* [Data extract]
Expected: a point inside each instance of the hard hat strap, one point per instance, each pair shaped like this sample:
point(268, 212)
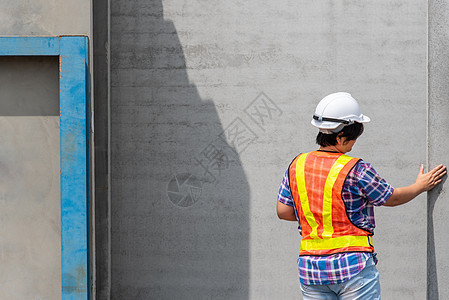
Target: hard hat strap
point(332, 120)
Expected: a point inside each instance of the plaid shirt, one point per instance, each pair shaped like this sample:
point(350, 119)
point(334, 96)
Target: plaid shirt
point(363, 189)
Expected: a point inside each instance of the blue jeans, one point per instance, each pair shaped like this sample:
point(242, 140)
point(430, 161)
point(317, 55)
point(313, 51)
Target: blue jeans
point(363, 286)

* [Short problem]
Put every line of the material above into a JSON list of strings, one string per line, skipping blank lines. Leave the pictures out.

* [Exercise result]
[
  "Expected: a point inside each instance of the hard hat strap, one point per instance, each pair shaped like this sample:",
  "point(268, 212)",
  "Target: hard hat strap",
  "point(332, 120)",
  "Expected: a point inside each instance of the plaid shirt, one point per instance, each pair shaped like this sample:",
  "point(350, 119)",
  "point(334, 96)",
  "Target: plaid shirt",
  "point(363, 189)",
  "Expected: a point inside each instance of the blue jeans, one point per instance, each pair shaped like this sample:",
  "point(242, 140)",
  "point(430, 161)",
  "point(317, 55)",
  "point(313, 51)",
  "Target: blue jeans",
  "point(363, 286)"
]